→ **DATA**
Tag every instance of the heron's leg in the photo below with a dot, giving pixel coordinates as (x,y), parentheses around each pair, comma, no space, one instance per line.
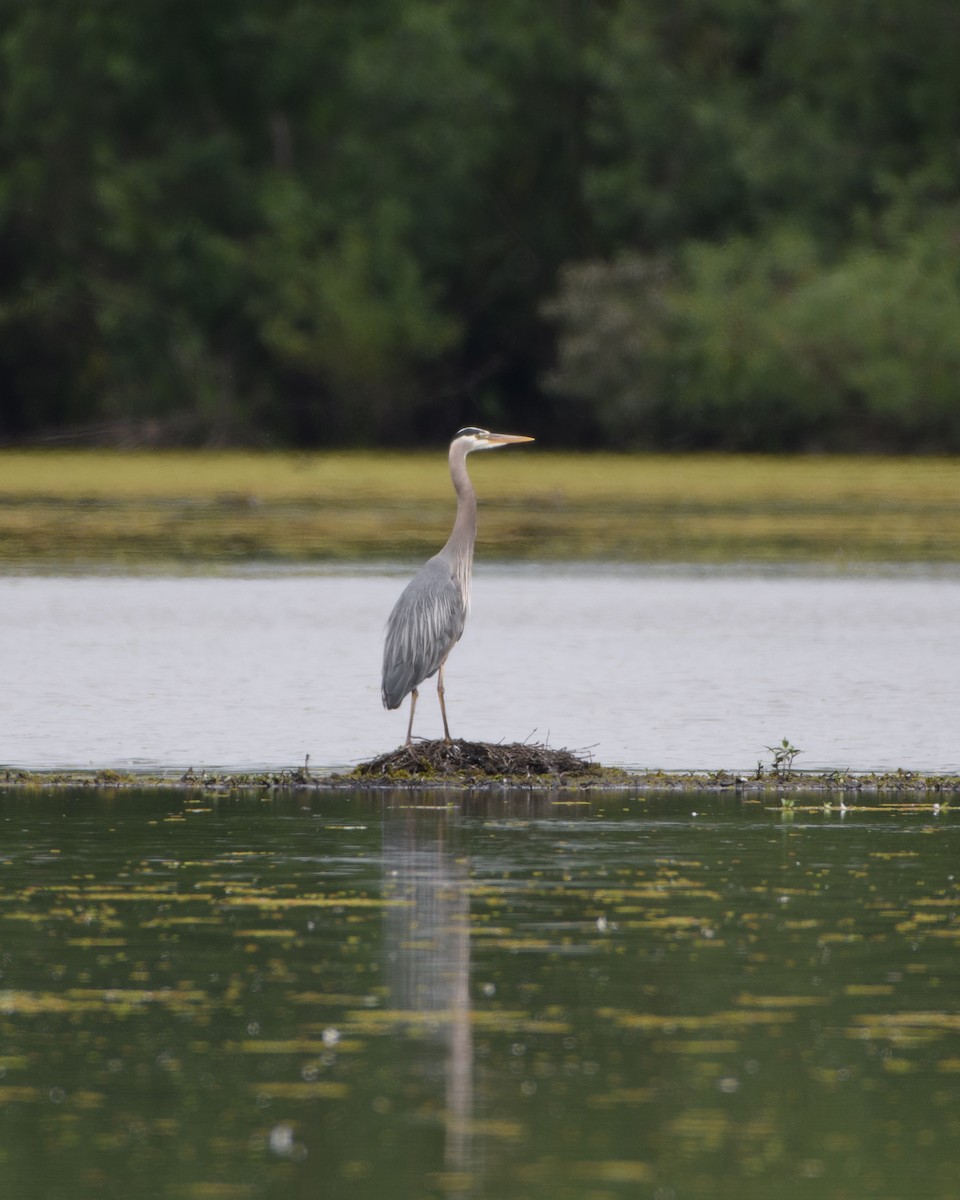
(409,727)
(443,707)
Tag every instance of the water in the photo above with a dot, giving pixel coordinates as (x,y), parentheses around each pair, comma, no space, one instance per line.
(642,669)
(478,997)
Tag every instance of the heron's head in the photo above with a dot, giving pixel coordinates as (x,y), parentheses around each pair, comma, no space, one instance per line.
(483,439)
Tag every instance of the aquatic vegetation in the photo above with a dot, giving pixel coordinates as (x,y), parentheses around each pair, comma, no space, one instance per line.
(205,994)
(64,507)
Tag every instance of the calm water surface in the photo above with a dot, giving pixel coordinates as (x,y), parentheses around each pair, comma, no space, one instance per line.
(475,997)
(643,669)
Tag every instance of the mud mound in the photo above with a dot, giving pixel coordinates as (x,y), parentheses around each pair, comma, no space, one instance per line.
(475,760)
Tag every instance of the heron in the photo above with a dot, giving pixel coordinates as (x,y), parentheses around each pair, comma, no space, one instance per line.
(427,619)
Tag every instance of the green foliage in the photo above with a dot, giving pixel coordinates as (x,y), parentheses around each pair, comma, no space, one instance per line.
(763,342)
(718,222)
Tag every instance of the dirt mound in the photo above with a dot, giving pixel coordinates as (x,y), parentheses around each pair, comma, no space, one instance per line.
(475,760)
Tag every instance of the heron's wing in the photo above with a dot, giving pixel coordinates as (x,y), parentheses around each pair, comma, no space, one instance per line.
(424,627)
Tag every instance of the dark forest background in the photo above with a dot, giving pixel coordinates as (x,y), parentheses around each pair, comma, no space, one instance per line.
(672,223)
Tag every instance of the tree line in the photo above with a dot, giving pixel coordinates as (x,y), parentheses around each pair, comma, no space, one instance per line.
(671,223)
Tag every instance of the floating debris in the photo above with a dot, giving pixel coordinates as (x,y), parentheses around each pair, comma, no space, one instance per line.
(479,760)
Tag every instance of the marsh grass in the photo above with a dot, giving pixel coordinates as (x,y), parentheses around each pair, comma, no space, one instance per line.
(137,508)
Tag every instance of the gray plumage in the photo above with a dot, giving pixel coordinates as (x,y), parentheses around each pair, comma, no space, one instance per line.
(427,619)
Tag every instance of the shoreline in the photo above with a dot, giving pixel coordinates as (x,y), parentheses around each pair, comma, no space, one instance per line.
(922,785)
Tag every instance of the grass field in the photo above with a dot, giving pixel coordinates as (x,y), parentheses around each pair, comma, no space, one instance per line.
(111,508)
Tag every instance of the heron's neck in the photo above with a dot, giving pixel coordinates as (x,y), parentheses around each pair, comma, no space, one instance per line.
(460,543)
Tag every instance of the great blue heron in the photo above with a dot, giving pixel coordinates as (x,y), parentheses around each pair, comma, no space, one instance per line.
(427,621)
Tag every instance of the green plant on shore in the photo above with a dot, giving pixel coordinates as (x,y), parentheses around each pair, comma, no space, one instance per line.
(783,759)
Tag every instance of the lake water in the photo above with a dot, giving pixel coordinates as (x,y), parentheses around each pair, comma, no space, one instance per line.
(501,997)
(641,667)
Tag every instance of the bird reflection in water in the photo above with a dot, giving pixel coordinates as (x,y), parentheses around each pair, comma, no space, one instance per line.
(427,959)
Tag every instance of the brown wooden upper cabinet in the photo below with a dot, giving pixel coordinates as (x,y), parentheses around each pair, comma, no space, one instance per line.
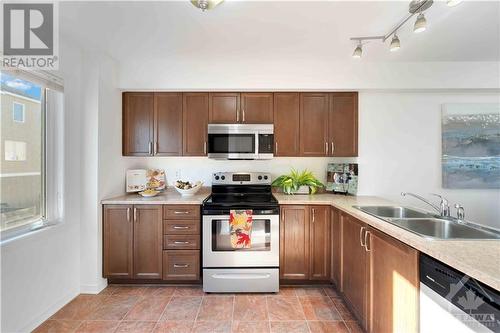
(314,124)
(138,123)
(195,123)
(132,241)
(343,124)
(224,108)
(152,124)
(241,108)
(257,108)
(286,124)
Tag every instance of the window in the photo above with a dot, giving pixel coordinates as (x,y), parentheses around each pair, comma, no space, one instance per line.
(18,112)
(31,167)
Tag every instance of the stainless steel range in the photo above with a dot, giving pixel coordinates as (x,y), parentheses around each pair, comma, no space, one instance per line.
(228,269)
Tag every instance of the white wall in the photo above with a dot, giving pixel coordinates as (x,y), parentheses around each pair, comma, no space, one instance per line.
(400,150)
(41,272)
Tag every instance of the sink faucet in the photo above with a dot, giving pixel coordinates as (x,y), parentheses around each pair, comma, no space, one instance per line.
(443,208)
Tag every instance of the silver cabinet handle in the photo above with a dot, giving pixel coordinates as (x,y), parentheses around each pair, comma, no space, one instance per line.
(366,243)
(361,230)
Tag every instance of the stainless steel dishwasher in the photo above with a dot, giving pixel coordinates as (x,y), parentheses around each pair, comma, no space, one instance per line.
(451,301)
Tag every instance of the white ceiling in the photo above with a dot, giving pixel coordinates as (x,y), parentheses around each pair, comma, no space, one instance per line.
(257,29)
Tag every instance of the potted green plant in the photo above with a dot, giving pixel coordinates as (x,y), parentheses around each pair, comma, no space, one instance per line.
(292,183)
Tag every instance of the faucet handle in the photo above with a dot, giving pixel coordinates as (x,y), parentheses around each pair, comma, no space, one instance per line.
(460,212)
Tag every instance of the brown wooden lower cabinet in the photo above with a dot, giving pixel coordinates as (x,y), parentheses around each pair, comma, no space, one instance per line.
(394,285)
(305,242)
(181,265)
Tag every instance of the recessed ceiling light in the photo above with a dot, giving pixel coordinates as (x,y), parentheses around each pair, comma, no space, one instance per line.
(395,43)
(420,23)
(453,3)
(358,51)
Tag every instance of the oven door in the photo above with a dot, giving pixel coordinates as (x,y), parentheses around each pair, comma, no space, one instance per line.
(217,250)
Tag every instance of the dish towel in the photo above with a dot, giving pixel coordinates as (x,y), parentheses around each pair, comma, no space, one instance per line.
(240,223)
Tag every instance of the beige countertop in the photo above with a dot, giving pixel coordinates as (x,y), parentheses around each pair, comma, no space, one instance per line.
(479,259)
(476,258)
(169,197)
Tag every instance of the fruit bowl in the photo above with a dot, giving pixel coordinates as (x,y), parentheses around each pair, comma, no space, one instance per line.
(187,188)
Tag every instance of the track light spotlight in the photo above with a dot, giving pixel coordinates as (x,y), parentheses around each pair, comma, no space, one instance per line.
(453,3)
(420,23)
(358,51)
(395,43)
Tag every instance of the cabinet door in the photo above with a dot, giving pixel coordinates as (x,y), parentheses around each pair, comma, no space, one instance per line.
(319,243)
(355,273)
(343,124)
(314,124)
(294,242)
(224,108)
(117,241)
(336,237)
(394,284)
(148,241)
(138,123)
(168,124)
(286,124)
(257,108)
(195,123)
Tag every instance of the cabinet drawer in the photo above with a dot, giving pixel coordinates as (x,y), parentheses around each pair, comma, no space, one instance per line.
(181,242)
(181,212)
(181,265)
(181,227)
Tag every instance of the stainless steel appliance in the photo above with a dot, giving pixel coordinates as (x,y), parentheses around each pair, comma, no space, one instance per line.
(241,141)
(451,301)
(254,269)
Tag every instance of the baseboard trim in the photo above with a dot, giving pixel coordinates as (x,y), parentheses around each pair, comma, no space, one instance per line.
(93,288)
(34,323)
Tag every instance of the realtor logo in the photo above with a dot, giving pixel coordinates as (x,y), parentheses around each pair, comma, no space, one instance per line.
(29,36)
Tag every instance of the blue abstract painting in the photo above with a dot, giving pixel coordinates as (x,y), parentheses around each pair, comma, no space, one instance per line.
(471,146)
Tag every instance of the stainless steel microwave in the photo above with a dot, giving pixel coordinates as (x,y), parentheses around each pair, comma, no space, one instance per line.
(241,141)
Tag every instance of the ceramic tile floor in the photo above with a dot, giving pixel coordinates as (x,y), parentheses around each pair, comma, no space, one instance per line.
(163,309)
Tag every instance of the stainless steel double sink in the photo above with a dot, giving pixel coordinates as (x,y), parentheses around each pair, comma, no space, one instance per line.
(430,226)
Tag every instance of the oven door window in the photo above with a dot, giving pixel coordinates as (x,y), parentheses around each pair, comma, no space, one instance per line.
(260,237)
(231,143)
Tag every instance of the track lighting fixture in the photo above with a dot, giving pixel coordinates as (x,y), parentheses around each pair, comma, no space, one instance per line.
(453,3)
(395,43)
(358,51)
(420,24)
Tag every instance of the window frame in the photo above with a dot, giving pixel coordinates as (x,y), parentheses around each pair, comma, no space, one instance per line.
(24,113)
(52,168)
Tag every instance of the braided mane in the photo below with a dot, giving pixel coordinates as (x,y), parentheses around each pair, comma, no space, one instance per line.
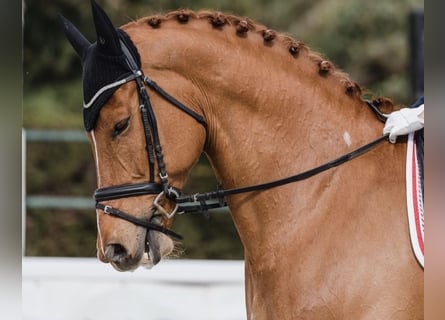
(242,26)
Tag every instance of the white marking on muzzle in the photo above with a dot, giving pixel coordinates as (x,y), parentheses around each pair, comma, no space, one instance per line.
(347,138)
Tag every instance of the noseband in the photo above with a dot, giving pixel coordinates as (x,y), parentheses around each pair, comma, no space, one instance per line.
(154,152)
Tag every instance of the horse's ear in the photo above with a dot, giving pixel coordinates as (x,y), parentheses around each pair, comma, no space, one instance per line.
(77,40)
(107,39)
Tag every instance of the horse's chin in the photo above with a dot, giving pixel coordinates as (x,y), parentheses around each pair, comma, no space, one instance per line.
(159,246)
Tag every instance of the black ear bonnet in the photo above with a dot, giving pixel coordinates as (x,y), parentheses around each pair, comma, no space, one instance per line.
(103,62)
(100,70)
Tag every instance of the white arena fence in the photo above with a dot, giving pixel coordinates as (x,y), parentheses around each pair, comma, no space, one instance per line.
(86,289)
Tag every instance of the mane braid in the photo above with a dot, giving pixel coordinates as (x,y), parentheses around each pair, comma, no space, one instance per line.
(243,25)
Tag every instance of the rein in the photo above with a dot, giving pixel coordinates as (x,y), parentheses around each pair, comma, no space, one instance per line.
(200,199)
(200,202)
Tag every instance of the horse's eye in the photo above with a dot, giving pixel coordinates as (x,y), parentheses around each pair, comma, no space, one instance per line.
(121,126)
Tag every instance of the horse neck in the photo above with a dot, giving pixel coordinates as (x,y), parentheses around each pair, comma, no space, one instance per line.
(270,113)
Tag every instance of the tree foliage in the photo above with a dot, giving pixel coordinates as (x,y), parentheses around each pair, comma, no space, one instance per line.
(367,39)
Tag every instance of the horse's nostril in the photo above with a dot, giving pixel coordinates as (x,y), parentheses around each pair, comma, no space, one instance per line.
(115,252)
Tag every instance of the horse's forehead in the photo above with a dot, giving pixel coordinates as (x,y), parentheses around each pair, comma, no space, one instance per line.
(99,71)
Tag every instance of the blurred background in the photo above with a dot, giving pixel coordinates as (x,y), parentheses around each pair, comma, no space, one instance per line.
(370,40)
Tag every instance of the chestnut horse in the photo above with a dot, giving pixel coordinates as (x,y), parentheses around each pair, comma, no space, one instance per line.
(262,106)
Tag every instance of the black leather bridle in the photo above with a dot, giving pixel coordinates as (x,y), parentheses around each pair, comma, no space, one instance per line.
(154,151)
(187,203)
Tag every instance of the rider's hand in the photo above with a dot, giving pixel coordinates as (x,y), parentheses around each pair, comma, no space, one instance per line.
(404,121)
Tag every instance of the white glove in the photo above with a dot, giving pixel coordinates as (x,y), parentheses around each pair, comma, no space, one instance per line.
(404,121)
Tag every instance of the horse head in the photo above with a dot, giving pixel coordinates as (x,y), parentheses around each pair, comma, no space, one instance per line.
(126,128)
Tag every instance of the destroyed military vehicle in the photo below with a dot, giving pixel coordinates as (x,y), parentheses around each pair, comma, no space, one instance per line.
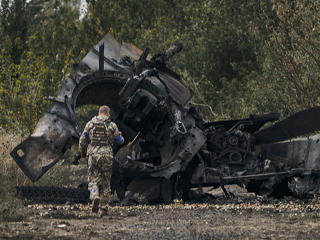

→ **TASK**
In the records above, locate the line with "Tag every instance of the rider's"; output it and each line after it through the last one, exactly, omitting pictures.

→ **REPLY**
Tag every instance of the rider's hand in the photo above with a dot, giving pixel coordinates as (x,y), parentheses around each pair, comma, no space, one instance per line.
(404,121)
Tag every instance of the white glove in the photo above with a dot, giving pixel coordinates as (x,y), parentheses around each pair, comma, no space, one instance per line.
(404,121)
Tag every instance of the horse head in the photo above with a dot, giving pixel coordinates as (x,y), parentheses around each pair, comma, no space, one instance per line.
(126,128)
Tag every instance of the destroyed military vehicle in the photo below with a dot, giving pixel coordinates as (x,y), parentheses around each pair, comma, no space, one instance per line.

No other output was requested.